__Task input__.
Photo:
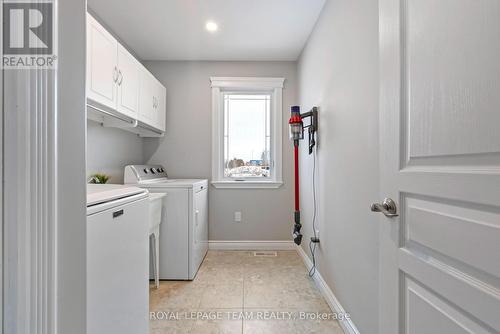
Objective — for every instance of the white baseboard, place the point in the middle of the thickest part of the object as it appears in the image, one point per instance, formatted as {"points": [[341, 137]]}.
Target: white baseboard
{"points": [[346, 324], [251, 245]]}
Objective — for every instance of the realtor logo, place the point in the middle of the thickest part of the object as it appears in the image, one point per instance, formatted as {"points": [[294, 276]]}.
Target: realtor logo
{"points": [[28, 35]]}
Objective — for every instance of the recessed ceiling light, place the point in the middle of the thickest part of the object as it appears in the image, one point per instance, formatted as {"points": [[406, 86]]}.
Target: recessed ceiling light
{"points": [[211, 26]]}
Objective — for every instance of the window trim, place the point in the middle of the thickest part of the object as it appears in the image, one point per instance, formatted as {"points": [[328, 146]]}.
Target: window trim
{"points": [[222, 85]]}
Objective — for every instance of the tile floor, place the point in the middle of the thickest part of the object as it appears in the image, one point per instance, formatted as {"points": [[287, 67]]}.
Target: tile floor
{"points": [[236, 292]]}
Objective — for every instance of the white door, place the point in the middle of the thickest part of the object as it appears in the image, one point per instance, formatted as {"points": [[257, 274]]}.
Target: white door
{"points": [[128, 83], [102, 69], [440, 162]]}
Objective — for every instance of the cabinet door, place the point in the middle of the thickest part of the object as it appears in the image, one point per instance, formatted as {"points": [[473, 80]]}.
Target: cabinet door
{"points": [[101, 64], [146, 98], [117, 270], [161, 97], [200, 232], [128, 83]]}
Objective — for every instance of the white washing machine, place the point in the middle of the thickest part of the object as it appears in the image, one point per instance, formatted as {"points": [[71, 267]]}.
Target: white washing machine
{"points": [[184, 228]]}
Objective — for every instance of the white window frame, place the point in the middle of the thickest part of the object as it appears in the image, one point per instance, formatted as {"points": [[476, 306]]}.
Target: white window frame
{"points": [[273, 86]]}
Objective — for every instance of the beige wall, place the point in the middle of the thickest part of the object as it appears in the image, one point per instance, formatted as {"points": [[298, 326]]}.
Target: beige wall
{"points": [[338, 71], [185, 150]]}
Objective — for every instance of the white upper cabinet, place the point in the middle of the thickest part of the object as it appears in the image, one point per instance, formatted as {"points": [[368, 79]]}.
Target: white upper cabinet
{"points": [[102, 68], [128, 83], [119, 85]]}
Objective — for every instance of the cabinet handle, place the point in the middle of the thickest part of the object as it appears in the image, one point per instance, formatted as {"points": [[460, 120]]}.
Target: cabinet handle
{"points": [[120, 77]]}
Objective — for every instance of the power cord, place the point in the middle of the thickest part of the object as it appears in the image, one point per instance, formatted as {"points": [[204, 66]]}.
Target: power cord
{"points": [[315, 240]]}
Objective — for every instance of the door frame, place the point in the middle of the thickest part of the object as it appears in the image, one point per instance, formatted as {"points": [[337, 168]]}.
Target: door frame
{"points": [[389, 105]]}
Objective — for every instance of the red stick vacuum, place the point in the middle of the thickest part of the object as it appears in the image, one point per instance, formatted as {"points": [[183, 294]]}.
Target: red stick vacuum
{"points": [[296, 134]]}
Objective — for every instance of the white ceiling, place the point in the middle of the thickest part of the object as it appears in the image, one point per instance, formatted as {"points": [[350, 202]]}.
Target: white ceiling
{"points": [[175, 29]]}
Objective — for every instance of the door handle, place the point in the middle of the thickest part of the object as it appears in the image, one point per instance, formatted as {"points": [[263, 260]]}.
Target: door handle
{"points": [[388, 208]]}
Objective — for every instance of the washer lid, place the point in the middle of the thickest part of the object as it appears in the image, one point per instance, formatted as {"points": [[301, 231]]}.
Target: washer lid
{"points": [[103, 193]]}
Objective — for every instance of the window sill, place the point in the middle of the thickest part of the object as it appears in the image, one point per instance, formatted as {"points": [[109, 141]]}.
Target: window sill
{"points": [[247, 184]]}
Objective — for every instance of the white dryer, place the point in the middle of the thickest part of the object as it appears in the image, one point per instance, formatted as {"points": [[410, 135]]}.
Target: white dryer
{"points": [[184, 229]]}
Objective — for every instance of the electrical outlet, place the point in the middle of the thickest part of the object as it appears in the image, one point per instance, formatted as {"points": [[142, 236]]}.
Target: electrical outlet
{"points": [[237, 216]]}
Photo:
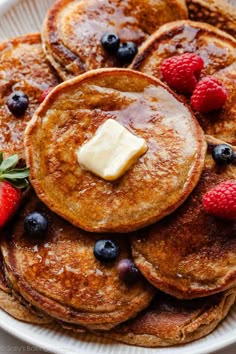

__What this task involves__. Reprint every record exactly and skip the pictures.

__Reply to the exercise__.
Photo:
Objective — for every instance of the white baseboard, place the point in the middle of the thickest part of the object as it appears in the image, one point per instance, formatted as {"points": [[341, 137]]}.
Target: white baseboard
{"points": [[346, 324], [251, 245]]}
Objective — for every instance of the realtor logo, place the point in the middle of the thickest part of the object as it appears in the image, one point per instance, formatted as {"points": [[294, 276]]}.
Target: realtor logo
{"points": [[28, 35]]}
Objective — for every instance of the recessed ceiling light, place the point in the middle of the thickest part of the object as it appears in the image, one point per instance, formatted as {"points": [[406, 86]]}.
Target: recessed ceiling light
{"points": [[211, 26]]}
Objective — for every instance of the window trim, place the point in the middle of the thickest part of the object as it appears in the image, one point per instance, formatted as {"points": [[328, 146]]}.
Target: window trim
{"points": [[222, 85]]}
Objective — for every instance of the tile floor, place the point in the middle of the thickest part of the object as it appears in the image, one point per instance, formatted as {"points": [[287, 67]]}.
Target: tile floor
{"points": [[236, 292]]}
Objective — for every instance of the white door, place the point in the middle of the thickest part of the object as it appears in the image, one point per instance, formatted as {"points": [[257, 274]]}.
Target: white door
{"points": [[128, 83], [102, 69], [440, 162]]}
Objective — for every instance of the cabinet door, place the point in the middle of the thickest part of the object as it appears in the image, one point per instance, formatted as {"points": [[473, 80]]}.
Target: cabinet door
{"points": [[101, 64], [146, 98], [117, 270], [161, 97], [200, 232], [128, 83]]}
Objective — for every instance of the white washing machine, place the point in the middle of the thickest part of the object as it appears in the image, one point per instance, formatted as {"points": [[71, 267]]}.
Target: white washing machine
{"points": [[184, 228]]}
Objective — for every instance of the white window frame, place the point in the middle of the thickest part of the object as it appears in the image, one point per instance, formatted as {"points": [[476, 306]]}.
Target: white window frame
{"points": [[273, 86]]}
Objective — for every instance of the beige wall, place the point in the middle of the thickest part of the object as it appears in the image, one point per instance, formatted as {"points": [[298, 326]]}.
Target: beige wall
{"points": [[338, 71], [185, 150]]}
Objective — for every instance of the white upper cabinet, place the point in the middle of the thickest part of the object as it appears in the image, one point per instance, formatted as {"points": [[368, 79]]}.
Target: white upper cabinet
{"points": [[102, 68], [128, 83], [119, 85]]}
Objective — for every instance of the cabinet handle, place the point in the middle of the thickest part of the object as it appears in the image, one point per instance, formatted as {"points": [[460, 120]]}.
Target: cabinet handle
{"points": [[120, 77]]}
Objective — for every instance of the power cord, place the point in the middle of the thickest part of the object as it appears in the image, one point per instance, formatted as {"points": [[204, 66]]}.
Target: power cord
{"points": [[315, 240]]}
Objective — for every instance of the door frame, place the point in the middle of the thickest part of the object as it appears in the image, one point per instance, formatted as {"points": [[337, 168]]}.
Target: door frame
{"points": [[389, 105]]}
Objective — for every instance of the red stick vacuum, place the point in the middle of the thickest part of the object as it appears in the image, one point per instance, formatted as {"points": [[183, 294]]}.
Target: red stick vacuum
{"points": [[296, 134]]}
Objective — for every instance of the white ceiling, place the point in the middle of the thickest part of the object as it appears in the image, one point per instance, formatted as {"points": [[350, 202]]}.
Target: white ceiling
{"points": [[175, 29]]}
Objective — for every instance of the door handle, place the point in the middle of the thickest part of the object as it appears in the image, one point per instance, formatted as {"points": [[263, 260]]}.
Target: door handle
{"points": [[388, 208]]}
Objective — for every instance of the washer lid, place the point in the middle of the thickest part of the object as it appears in the image, one point per instance, formatted as {"points": [[301, 231]]}.
Target: washer lid
{"points": [[103, 193]]}
Objective — for every instance of the window sill, place the point in the middle of the thickest part of the object as it appears in the image, one point per instance, formatted as {"points": [[109, 141]]}.
Target: window sill
{"points": [[247, 184]]}
Objective — for every instance of the white dryer, place the point in the middle of the thickest part of the object as it appears in the image, one point per instance, formatted as {"points": [[410, 135]]}.
Target: white dryer
{"points": [[184, 229]]}
Objective — for every instance of the electrical outlet, place the point in the middle of the thickest part of the object as it appears in the image, one point per instance, formatted as {"points": [[142, 236]]}.
Target: electrical outlet
{"points": [[237, 216]]}
Photo:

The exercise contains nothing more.